DIRECTIVE:
Reproduce every line of the material below word for word, omitting the pictures.

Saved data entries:
════
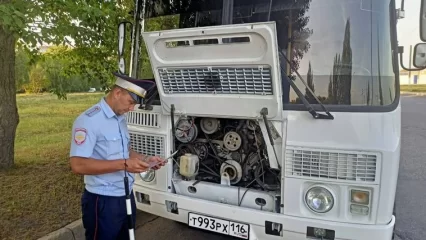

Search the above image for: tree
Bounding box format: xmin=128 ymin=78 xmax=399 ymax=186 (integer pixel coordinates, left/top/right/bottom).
xmin=305 ymin=61 xmax=316 ymax=103
xmin=0 ymin=0 xmax=133 ymax=168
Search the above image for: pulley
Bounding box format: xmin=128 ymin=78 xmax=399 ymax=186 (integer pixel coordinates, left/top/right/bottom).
xmin=175 ymin=118 xmax=198 ymax=143
xmin=200 ymin=118 xmax=220 ymax=134
xmin=223 ymin=131 xmax=242 ymax=151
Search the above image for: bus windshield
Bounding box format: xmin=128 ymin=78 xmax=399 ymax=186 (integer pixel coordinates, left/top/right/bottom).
xmin=143 ymin=0 xmax=399 ymax=110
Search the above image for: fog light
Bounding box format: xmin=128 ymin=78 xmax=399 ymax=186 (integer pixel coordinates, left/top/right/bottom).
xmin=351 ymin=204 xmax=370 ymax=215
xmin=306 ymin=227 xmax=336 ymax=240
xmin=139 ymin=170 xmax=155 ymax=182
xmin=305 ymin=187 xmax=334 ymax=213
xmin=351 ymin=190 xmax=370 ymax=205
════
OUTPUT:
Search the above image for: tree
Bounding box format: xmin=128 ymin=78 xmax=399 ymax=186 (integer pixel coordinates, left/top/right/bottom).
xmin=305 ymin=61 xmax=316 ymax=103
xmin=0 ymin=0 xmax=133 ymax=168
Search the above image for: pulley
Bounding box format: xmin=128 ymin=78 xmax=399 ymax=186 (integer pixel coordinates, left/top/right/bottom).
xmin=175 ymin=118 xmax=198 ymax=143
xmin=200 ymin=118 xmax=220 ymax=134
xmin=223 ymin=131 xmax=242 ymax=151
Search the above image for: bus windshield
Bounding box format: xmin=128 ymin=78 xmax=399 ymax=186 (integer pixel coordinates, left/top/right/bottom).
xmin=143 ymin=0 xmax=399 ymax=110
Search the above image for: fog light
Bounding box format: xmin=128 ymin=78 xmax=399 ymax=186 (integer pixel coordinates, left/top/right/bottom).
xmin=351 ymin=204 xmax=370 ymax=215
xmin=306 ymin=227 xmax=336 ymax=240
xmin=139 ymin=170 xmax=155 ymax=182
xmin=305 ymin=187 xmax=334 ymax=213
xmin=351 ymin=190 xmax=370 ymax=205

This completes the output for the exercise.